> Aim of the exercise: Please return the lines unchanged, from the first one through the line containing "Write them as".

*** Available data

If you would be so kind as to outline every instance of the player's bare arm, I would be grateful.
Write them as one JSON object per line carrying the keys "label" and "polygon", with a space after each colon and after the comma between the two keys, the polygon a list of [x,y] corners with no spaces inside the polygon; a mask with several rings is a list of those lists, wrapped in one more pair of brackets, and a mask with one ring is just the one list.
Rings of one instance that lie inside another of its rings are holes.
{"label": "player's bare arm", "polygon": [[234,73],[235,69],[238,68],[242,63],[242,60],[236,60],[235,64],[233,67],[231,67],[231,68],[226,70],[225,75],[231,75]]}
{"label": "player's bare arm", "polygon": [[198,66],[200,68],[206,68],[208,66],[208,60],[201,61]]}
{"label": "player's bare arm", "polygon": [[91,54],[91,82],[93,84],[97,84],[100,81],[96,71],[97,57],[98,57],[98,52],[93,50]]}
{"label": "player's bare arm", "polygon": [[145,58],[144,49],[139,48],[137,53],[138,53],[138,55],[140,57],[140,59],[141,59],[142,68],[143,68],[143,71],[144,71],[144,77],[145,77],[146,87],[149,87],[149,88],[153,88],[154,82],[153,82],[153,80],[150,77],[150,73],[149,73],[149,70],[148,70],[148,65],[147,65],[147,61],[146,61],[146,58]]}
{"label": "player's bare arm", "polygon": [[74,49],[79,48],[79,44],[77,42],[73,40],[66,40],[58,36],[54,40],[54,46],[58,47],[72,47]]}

******

> Finished answer:
If you would be so kind as to outline every instance of the player's bare arm, I would be grateful.
Write them as one JSON object per line carrying the keys "label" and "polygon", with a space after each colon and after the comma between the two keys, the polygon a list of [x,y] corners with no spaces inside the polygon; a mask with several rings is a list of those lists, wrapped in one more pair of brackets, and a mask with one ring is just the one list.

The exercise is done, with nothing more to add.